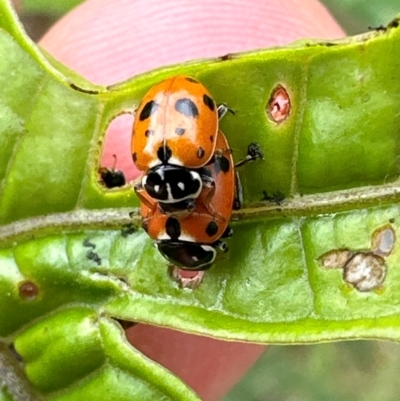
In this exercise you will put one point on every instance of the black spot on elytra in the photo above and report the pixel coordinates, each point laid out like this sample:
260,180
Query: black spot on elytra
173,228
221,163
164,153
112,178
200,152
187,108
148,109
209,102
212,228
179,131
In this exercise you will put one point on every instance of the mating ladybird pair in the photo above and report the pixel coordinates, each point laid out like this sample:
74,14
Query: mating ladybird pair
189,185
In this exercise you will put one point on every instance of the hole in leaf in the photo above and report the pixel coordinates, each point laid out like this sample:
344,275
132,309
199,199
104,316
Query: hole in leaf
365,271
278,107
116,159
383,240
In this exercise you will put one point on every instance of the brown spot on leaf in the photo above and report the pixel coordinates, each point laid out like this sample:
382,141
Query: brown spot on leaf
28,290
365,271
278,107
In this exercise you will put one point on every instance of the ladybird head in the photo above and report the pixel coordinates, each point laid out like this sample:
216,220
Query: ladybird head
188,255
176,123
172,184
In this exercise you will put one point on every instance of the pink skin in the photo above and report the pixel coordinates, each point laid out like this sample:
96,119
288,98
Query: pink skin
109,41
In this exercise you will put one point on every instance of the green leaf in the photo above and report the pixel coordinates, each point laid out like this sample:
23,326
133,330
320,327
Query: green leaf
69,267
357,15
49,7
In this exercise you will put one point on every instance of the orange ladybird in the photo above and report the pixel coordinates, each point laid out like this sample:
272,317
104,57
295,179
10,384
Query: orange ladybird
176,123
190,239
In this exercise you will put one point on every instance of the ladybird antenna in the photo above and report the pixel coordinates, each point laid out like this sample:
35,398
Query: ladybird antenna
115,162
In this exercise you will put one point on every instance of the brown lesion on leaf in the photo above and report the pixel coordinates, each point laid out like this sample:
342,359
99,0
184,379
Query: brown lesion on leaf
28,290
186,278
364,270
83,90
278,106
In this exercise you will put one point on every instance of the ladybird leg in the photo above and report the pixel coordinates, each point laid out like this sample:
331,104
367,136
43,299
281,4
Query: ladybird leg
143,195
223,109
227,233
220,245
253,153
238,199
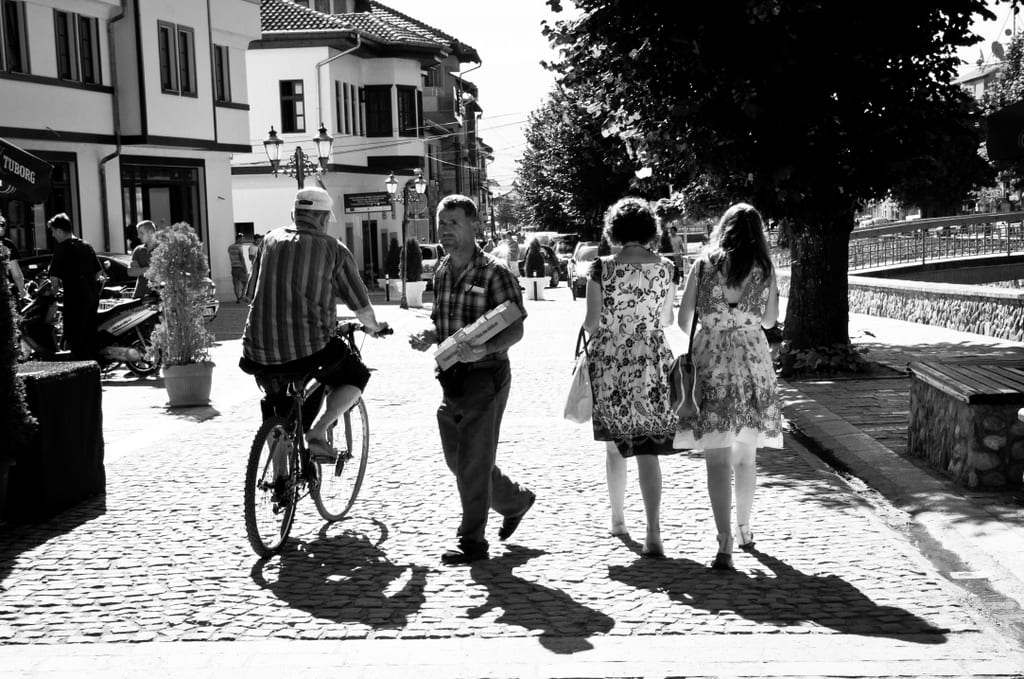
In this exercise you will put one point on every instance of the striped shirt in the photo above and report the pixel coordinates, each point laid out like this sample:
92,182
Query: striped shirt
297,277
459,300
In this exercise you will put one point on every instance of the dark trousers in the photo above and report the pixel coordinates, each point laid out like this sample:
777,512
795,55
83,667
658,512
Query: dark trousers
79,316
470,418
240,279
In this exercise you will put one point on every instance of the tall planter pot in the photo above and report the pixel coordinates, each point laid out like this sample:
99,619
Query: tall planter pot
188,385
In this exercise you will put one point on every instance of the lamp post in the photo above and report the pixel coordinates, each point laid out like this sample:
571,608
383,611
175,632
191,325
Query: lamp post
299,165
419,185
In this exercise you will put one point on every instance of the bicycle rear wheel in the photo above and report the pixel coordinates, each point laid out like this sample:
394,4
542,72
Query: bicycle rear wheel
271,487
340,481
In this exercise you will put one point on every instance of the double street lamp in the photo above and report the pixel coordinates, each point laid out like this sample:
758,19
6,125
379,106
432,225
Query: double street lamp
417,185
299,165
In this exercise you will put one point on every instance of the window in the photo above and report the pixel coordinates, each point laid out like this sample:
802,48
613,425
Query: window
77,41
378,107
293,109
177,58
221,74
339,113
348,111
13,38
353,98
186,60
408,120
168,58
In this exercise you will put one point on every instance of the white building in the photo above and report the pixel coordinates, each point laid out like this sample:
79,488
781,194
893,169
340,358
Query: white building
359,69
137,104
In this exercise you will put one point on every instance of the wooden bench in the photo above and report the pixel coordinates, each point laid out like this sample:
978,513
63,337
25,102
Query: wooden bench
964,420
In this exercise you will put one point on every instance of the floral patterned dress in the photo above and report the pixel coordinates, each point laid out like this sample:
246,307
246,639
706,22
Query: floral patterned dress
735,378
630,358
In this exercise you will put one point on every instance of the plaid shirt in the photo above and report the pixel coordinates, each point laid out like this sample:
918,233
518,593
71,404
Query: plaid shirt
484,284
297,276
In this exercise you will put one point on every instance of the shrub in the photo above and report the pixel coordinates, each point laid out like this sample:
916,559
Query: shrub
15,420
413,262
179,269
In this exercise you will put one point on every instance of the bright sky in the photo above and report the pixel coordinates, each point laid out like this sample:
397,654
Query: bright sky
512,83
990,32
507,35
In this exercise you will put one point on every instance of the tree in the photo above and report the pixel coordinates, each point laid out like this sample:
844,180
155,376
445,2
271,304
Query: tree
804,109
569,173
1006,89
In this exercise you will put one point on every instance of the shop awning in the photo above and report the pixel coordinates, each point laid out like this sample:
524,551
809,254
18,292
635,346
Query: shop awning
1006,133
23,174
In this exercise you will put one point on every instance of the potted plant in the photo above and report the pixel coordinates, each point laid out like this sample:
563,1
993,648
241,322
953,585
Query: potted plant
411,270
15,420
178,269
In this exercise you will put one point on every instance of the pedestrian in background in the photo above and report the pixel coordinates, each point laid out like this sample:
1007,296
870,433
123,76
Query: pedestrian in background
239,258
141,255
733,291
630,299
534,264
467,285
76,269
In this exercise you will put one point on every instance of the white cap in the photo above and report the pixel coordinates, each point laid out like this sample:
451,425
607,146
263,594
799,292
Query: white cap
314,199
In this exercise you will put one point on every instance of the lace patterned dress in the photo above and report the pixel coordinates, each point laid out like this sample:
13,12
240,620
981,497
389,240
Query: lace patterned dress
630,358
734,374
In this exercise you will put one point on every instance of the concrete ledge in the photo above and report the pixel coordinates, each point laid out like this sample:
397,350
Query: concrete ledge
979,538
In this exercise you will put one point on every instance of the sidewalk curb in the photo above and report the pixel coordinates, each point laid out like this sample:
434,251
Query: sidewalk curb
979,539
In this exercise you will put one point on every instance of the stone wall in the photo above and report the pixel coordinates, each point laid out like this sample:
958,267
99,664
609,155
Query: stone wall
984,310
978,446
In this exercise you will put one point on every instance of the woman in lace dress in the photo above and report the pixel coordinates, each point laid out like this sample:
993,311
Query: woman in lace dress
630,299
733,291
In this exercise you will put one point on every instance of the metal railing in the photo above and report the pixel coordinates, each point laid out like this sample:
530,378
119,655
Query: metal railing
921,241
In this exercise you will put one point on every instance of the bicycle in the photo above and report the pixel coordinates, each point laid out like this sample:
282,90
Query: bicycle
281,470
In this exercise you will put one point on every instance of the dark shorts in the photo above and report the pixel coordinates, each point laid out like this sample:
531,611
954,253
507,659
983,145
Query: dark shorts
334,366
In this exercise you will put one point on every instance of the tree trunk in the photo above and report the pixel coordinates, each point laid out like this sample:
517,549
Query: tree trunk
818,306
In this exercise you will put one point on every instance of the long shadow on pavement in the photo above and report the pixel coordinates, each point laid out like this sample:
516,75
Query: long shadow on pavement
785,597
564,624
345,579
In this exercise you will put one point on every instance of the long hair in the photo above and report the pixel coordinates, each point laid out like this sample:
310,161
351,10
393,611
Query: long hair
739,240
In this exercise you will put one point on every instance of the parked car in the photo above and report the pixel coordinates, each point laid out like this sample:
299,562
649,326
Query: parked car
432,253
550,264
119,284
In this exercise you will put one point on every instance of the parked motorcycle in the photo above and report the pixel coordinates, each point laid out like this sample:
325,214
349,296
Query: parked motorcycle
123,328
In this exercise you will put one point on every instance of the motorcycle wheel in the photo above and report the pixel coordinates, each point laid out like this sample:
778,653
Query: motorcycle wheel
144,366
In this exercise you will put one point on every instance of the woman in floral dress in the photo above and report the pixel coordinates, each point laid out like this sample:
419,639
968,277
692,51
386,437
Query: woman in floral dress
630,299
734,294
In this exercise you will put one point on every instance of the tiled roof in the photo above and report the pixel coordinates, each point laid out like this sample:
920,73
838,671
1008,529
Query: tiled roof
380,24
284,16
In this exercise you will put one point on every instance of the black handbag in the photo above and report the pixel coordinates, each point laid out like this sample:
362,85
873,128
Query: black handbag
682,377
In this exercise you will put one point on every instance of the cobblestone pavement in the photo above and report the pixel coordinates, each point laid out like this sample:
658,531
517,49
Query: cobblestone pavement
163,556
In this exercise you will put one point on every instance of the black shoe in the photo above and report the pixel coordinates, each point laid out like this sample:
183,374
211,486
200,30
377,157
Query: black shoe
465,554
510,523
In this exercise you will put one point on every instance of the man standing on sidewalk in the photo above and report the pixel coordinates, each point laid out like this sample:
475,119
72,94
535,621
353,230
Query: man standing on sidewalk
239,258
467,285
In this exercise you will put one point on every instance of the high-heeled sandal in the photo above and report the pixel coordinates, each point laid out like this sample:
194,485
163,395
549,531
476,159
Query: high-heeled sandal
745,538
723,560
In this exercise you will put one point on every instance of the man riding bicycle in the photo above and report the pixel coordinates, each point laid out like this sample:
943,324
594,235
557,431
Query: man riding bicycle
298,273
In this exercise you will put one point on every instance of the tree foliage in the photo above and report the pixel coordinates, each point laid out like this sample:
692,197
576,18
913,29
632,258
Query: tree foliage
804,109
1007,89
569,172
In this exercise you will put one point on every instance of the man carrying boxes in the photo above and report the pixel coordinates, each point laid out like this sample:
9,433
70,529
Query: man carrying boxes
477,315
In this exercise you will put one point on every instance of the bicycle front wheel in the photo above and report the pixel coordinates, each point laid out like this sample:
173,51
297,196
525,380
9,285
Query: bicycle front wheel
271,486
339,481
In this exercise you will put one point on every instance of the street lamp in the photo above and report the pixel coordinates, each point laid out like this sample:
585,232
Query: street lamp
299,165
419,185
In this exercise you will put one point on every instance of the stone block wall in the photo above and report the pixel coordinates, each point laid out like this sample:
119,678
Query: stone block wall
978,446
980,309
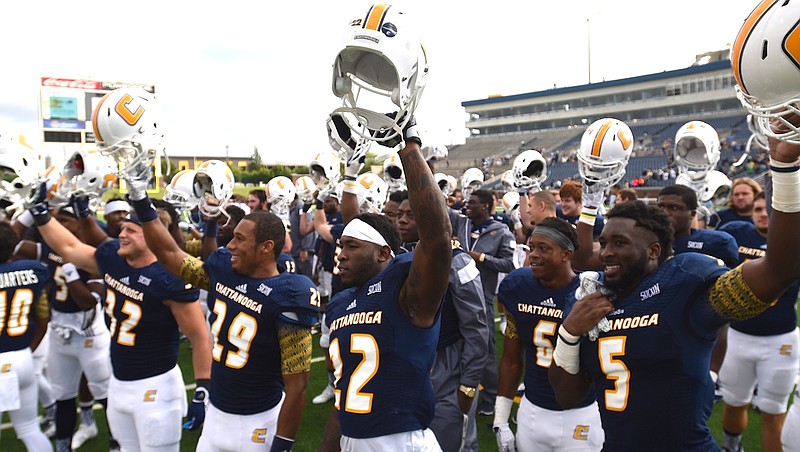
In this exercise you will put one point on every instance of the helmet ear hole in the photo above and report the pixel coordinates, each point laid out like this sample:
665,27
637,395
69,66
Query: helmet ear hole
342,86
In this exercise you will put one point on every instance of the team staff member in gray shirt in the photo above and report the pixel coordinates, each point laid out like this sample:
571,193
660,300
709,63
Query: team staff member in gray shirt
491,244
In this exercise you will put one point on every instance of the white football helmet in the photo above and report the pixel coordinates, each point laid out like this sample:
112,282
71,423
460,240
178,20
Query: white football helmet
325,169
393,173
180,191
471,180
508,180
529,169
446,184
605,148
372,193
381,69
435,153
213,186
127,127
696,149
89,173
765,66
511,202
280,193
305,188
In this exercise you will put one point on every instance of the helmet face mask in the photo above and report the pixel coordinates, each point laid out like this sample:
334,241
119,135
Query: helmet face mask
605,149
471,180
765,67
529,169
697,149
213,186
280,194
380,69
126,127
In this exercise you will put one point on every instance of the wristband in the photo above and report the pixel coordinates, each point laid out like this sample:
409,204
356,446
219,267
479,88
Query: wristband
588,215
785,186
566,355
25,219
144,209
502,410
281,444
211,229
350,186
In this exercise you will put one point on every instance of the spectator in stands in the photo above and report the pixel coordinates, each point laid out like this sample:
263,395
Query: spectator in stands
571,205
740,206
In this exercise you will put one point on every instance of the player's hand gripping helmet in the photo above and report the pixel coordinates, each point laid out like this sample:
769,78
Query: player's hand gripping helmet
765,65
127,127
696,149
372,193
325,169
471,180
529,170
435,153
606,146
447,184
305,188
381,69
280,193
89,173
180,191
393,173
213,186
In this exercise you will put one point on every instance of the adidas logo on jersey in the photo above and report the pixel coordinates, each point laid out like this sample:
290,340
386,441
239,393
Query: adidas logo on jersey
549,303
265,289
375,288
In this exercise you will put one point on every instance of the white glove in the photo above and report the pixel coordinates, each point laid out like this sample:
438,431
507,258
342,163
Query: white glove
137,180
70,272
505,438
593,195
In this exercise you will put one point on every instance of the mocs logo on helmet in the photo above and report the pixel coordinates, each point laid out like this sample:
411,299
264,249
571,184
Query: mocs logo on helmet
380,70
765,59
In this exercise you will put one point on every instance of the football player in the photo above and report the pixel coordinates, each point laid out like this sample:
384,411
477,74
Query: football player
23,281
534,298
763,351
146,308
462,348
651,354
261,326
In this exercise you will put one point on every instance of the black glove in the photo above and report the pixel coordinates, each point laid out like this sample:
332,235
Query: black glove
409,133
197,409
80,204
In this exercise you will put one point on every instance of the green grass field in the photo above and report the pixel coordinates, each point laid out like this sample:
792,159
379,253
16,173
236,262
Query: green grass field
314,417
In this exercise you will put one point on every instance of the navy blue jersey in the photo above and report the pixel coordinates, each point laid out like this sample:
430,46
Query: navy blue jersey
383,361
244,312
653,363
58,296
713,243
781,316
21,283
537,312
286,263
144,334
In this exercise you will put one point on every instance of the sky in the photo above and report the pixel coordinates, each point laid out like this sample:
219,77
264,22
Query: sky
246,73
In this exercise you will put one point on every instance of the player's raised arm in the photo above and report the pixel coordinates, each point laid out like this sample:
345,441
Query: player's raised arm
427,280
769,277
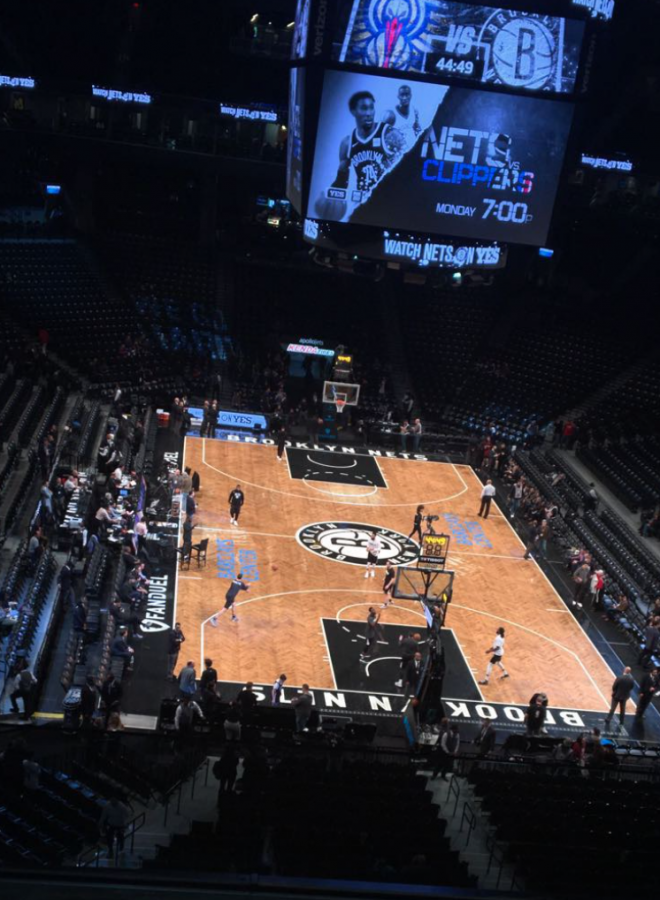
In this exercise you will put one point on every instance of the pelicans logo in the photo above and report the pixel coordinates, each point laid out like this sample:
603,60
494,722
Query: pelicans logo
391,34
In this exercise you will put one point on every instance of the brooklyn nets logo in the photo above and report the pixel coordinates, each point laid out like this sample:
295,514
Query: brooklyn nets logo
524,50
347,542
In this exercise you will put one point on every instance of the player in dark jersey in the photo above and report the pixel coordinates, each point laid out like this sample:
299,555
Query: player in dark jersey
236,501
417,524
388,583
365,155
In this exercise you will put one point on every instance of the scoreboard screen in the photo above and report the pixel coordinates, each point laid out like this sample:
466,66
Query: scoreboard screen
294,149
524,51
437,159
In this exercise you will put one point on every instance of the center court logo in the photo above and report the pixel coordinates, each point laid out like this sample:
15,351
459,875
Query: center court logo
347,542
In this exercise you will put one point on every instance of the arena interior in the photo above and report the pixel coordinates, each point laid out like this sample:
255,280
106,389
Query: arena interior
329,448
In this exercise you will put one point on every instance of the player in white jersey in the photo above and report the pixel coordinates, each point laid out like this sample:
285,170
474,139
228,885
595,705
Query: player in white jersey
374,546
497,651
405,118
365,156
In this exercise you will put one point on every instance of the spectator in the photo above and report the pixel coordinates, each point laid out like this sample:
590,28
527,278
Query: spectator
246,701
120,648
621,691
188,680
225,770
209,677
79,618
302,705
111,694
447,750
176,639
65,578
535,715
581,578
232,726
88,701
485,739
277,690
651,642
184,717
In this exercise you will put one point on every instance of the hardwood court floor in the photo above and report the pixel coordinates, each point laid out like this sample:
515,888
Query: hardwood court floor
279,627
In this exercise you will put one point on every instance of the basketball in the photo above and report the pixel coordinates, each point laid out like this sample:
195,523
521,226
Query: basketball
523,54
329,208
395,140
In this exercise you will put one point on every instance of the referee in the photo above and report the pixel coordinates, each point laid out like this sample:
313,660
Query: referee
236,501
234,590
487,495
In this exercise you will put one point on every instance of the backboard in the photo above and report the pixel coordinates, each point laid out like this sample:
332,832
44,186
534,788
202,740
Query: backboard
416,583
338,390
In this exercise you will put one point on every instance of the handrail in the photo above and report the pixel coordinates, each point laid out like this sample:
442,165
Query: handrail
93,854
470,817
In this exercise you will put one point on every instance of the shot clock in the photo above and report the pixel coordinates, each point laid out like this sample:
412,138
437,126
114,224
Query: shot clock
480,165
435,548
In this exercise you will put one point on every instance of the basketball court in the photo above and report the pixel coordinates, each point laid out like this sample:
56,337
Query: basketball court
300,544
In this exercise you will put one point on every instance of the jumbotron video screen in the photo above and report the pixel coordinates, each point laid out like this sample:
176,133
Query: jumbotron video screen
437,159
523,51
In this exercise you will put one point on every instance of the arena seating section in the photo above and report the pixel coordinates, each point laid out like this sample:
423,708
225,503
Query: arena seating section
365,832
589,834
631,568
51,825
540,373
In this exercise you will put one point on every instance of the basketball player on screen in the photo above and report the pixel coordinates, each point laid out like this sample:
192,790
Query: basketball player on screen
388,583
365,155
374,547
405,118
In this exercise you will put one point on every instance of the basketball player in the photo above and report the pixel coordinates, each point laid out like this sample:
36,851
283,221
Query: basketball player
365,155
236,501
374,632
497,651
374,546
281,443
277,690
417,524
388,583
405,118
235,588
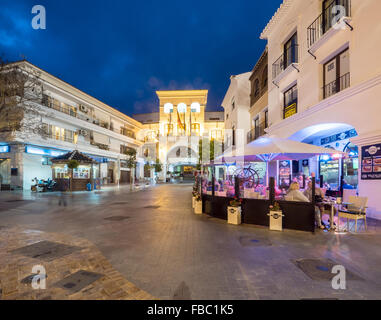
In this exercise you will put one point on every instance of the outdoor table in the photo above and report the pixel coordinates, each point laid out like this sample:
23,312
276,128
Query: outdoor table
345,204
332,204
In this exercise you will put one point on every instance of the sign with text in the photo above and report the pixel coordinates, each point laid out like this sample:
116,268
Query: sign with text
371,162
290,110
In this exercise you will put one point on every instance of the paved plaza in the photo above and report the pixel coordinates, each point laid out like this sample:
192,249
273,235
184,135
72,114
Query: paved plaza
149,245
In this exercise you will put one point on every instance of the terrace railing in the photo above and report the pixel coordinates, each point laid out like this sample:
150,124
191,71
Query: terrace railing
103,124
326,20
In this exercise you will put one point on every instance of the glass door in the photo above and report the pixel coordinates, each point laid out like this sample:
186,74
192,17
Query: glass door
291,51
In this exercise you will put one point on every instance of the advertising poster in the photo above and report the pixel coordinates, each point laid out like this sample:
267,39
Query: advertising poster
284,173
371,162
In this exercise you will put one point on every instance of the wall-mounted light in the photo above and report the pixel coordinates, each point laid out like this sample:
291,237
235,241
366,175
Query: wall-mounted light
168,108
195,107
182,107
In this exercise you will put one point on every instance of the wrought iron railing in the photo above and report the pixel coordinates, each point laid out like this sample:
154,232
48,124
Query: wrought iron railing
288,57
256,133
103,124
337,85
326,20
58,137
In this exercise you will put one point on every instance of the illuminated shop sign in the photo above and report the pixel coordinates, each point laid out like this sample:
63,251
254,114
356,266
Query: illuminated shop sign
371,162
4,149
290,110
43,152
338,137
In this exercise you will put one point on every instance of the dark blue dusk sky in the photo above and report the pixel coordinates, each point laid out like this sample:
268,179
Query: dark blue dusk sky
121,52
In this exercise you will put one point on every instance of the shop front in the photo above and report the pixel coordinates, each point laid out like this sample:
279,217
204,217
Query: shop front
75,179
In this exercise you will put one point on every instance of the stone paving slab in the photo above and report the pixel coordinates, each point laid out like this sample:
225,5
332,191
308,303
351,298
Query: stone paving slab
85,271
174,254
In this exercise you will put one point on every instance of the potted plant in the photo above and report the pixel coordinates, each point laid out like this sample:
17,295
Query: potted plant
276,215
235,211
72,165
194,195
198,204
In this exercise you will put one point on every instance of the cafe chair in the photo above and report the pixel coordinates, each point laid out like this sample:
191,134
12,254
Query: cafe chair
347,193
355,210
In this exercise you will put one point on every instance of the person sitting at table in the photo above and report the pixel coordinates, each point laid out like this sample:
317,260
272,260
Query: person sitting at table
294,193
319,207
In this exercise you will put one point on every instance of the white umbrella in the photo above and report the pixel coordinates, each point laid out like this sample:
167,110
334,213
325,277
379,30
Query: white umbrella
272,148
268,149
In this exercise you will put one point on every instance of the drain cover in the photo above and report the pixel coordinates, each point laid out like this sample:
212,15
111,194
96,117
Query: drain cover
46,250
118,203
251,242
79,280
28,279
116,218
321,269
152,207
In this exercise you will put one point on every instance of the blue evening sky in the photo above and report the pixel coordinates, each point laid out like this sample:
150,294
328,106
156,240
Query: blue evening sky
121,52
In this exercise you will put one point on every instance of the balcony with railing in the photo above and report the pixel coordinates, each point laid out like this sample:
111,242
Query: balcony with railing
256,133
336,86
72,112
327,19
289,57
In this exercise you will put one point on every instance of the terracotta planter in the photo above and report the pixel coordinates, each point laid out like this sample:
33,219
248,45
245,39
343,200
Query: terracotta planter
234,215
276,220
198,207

• • •

All lines from the one containing "of the cafe" through the final line of the listing above are to be reproduced exactly; include both and add nothing.

In this exercise you will put one point on every instance of the cafe chair in the photo above and report the pixel coordinates, each point laid out like this sample:
191,134
12,254
Query: cafe chair
347,193
355,210
In this exercise you will put one point on every instance of the person sitting at table in the photo above and report the pixel coordinates, each point laid out like this sample:
317,260
272,260
Query: person sitting at table
294,193
319,207
In this exercise you will put one point on every instance of the white umbrella in the photo above and report the pixel coordinates, each point laid out like this sample:
167,110
334,213
325,277
379,30
Query: white umbrella
272,148
268,149
In this exercise you will put one point on every instance of the drain cover in the photo above and report the pixel coordinates, each point laid out like this sample:
212,15
111,194
96,117
Query: drain cover
46,250
118,203
251,242
79,280
28,279
116,218
321,269
152,207
In this exercise you will put one point on every instance of the blue evening sky in the photo above and report the pixel coordinates, each point laid out like this sample:
150,294
328,106
156,240
Query: blue evening sky
121,52
In this exercise you will put one point on every instance of the balcony with railing in the photo above and report the pixel coordinates, each point laid out like this sample:
111,242
Query: balcony with railing
256,133
336,86
72,112
327,19
289,57
In this exercise you will put one point on every instance of the terracotta planter in the photo above and report the pixel coordinates, each point laid out like this sample:
33,219
248,45
245,39
343,200
Query: terracotta planter
234,215
276,220
198,207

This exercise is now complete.